TO DO
Your reply should be the records below, duplicated exactly, with any picture removed.

RECORDED INFORMATION
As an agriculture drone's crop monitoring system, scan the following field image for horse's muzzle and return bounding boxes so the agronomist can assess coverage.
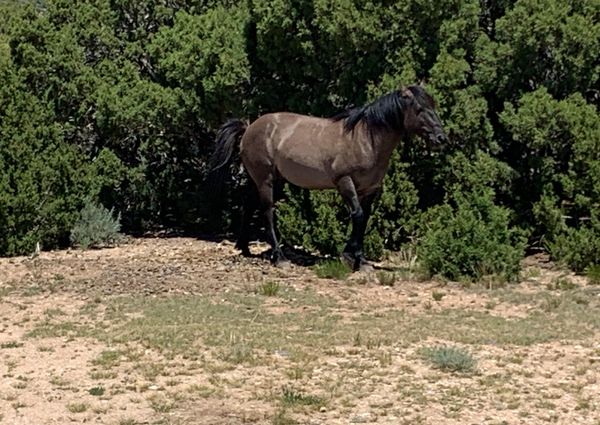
[428,133,448,151]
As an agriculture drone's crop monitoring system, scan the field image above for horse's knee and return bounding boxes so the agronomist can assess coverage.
[350,207,364,222]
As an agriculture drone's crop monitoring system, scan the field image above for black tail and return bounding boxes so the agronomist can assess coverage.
[206,119,248,196]
[209,119,248,172]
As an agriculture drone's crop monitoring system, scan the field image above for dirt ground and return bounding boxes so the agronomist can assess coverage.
[0,237,599,425]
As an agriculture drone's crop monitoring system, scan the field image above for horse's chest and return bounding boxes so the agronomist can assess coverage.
[353,159,389,195]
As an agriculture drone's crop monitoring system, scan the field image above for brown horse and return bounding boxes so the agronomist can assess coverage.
[209,85,447,270]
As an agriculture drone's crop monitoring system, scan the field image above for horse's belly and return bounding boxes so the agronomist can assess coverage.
[276,158,333,189]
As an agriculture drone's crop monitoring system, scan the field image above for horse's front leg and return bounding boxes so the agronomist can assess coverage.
[337,177,374,271]
[347,191,378,271]
[354,190,378,263]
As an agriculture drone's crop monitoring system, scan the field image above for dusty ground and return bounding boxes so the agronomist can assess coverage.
[0,237,599,425]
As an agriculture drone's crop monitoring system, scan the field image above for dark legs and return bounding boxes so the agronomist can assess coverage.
[235,190,258,257]
[337,177,376,271]
[257,175,287,265]
[239,173,375,271]
[236,174,287,265]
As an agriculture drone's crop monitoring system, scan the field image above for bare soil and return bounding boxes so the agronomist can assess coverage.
[1,238,599,425]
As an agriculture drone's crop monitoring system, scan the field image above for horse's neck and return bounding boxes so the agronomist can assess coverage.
[372,129,403,162]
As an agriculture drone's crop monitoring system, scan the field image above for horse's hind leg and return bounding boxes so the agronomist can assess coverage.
[235,188,259,257]
[257,175,288,266]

WRITTEN SOLUTION
As an agriculture drone's crop monitoring system, scan the following field image for horse's muzzle and return bounding boxes so the agronomist can assess coverage.
[428,133,448,151]
As an agriculture drone's crop monitoring system, scan the field image above for horse's knee and return bounding boxes so the agronomist can assess coverage.
[350,207,364,222]
As an agriculture drone's crop monitoring system, scan the field image above for black tail and return bounding boxes so the agronomist can assess coverage.
[206,119,248,196]
[209,119,248,172]
As an agriculture drone's crop monitoring system, scan the field image above for dirt ground and return bounding boxes so the agronomist can assess coverage.
[0,237,599,425]
As an agriculture drone's crop monitoring system, scan the field image above for horse's chest and return bounding boxes so the agronomist can assess coverage.
[353,159,389,195]
As an agriculture drone's crop monitoring system, scan the field image above for brown horse and return bounding boxes so the agronomist can assess coverage.
[209,85,447,270]
As an agriculture drone's crop monitoring system, scan the field image above for horse's belly and return bounding boxes so the agronomist can assess coverage.
[276,158,333,189]
As an agriculture drone's crop monitoring system, scan the field image above for horse's front leg and return bounding boxes so the agronomist can assess coverage.
[337,177,374,271]
[347,191,378,271]
[354,190,378,263]
As an agriculture drone's crop monitoring system, scan the field image above for dusty ground and return bounding boxes so the agronomist can assess coverage.
[0,237,599,425]
As an agriculture drone's crop monitoring system, scan the field image above for dark legs and return bounding boxes so the agronomist can assess coverage.
[235,190,258,257]
[337,177,376,271]
[257,175,287,265]
[239,173,375,271]
[236,174,287,265]
As an agriculture drone's crop monitoring system, scan the field image above for bare soil and return bounding boxes so the agronomist can assess coverage.
[1,238,599,425]
As an agriculture drone's crop monitoring system, scan the field image above for horse's neck and return bounding boxes so the agronomist can assess coverage.
[372,129,403,162]
As an agriculture drone's crop monitoring system, scan the field image above for horse's hind leg and return bounding boxes so the agronomist can assess coverage.
[235,188,259,257]
[257,175,288,266]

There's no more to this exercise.